### O que se espera
Dê continuidade ao texto sobre o ODS 16 e o encarceramento de mulheres no Brasil, começando logo após a última frase apresentada.

### Trecho fornecido
ODS 16 - Promover sociedades pacífica e
inclusivas para o desenvolvimento sustentável, proporcionar acesso à justiça
para todos e construir instituições responsáveis e inclusivas em todos os
níveis
Esse objetivo diz
respeito principalmente aos esforços em fortalecer o Estado de Direito e o
acesso à justiça e combater a corrupção e o crime organizado. O uso de drogas
desencadeia diferentes níveis de violência, relacionados com o seu efeito psicoativo
ou como meio de obter recursos para sua compra.
Em relação ao acesso à
justiça, no Brasil é importante destacar o desafio do acesso à justiça em
relação às mulheres, segundo o relatório do Ministério da Justiça sobre
mulheres encarceradas, no período de 2000 a 2014 o aumento da população
feminina foi de 567,4%, enquanto a média de crescimento masculino, no mesmo
período, foi de 220,20%.
Isso reflete, assim, a
curva ascendente do encarceramento em massa de mulheres. São mulheres jovens,
têm filhos, são as responsáveis pela provisão do sustento familiar, possuem
baixa escolaridade, são oriundas de extratos sociais desfavorecidos
economicamente e exerciam atividades de trabalho informal em período anterior
ao aprisionamento.
Em torno de 68% dessas mulheres
possuem vinculação penal por envolvimento com o tráfico de drogas não
relacionado às maiores redes de organizações criminosas.

### Material fornecido
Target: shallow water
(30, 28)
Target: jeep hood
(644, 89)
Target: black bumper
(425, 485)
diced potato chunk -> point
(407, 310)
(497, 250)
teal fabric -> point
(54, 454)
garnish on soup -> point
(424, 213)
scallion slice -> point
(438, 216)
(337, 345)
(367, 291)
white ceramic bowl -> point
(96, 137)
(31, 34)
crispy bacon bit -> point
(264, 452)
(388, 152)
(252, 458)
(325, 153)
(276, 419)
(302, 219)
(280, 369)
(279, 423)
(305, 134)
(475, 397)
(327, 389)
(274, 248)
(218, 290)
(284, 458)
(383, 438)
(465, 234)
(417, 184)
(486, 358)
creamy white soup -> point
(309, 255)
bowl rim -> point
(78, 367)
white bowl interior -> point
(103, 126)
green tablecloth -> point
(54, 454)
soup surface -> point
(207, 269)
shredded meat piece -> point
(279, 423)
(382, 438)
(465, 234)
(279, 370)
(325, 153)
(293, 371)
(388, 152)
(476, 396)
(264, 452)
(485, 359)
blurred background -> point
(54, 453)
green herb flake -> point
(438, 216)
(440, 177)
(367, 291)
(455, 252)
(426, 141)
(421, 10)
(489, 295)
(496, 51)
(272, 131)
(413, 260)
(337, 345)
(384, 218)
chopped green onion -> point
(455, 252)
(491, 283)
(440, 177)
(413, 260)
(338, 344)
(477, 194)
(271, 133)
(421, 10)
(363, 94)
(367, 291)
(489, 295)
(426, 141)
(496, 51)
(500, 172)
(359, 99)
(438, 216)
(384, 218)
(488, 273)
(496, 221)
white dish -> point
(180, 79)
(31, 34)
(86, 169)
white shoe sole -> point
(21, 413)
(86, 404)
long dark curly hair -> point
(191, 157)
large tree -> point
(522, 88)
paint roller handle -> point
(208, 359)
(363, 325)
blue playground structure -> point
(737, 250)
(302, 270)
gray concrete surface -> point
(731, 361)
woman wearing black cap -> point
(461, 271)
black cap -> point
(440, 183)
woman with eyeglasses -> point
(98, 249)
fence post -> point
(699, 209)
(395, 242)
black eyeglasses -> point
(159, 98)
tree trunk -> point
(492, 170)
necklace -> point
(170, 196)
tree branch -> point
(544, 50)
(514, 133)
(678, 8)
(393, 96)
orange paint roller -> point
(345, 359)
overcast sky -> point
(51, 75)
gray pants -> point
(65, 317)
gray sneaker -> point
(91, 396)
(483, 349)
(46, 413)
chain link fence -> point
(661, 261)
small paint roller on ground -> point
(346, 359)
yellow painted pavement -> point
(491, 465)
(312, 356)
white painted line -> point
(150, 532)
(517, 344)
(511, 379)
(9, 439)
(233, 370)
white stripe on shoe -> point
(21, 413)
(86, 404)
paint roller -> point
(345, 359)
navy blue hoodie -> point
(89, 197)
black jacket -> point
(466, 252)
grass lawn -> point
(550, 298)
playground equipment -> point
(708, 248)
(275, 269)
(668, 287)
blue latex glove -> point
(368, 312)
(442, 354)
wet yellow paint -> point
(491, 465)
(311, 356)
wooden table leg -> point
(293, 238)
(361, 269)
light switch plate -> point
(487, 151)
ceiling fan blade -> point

### Resposta esperada
Portanto, o desafio de
que a política de drogas no Brasil e na região tenham uma perspectiva de gênero
é fundamental.
Cabe aqui também destacar
a recente decisão do STF, tirar o caráter hediondo da condenação de dois homens
condenados por tráfico de drogas que eram réus primários, tinham bons
antecedentes, não se dedicavam ao crime nem integravam uma organização
criminosa.
Esta decisão certamente
terá impacto futuro na questão da superlotação carcerária causada por penas que
tem sido consideradas, inclusive por próprios ministros do STF como
“desproporcionais” em relação a condutas de pequenos traficantes, sobretudo
mulheres.
Dados de 2014 do
Ministério da Justiça apontam no país uma população carcerária de 622.202
pessoas, das quais 174.216 (28%) foram condenadas por delitos relacionados às
drogas.
ODS 17 - Fortalecer os meios de
implementação e revitalizar a parceria global para o desenvolvimento
sustentável
Esses objetivos têm uma
relação forte com os princípios de cooperação internacional e responsabilidades
compartilhadas, incorporados nas convenções de controle de drogas. Entretanto,
assistência oficial para o desenvolvimento aumentou, enquanto assistência para
setores relativos a drogas diminuiu significativamente desde 2008.
Esforços para eliminar
cultivo ilícito podem impactar fonte de renda e oportunidades de emprego de
camponeses. Pesquisas mostram que esses esforços só terão um impacto positivo
se eles incluírem medidas de desenvolvimento que garantam alternativas de
subsistência e restaurem a segurança e a força da lei.
Intervenções que visam a
fortalecer a influência da lei, o alicerce do desenvolvimento sustentável,
podem influenciar a disponibilidade de drogas no mercado ilícito ao reduzir o
abastecimento através da interdição e aumentando o risco para os traficantes.
Isso leva a um aumento de preço nos mercados consumidores.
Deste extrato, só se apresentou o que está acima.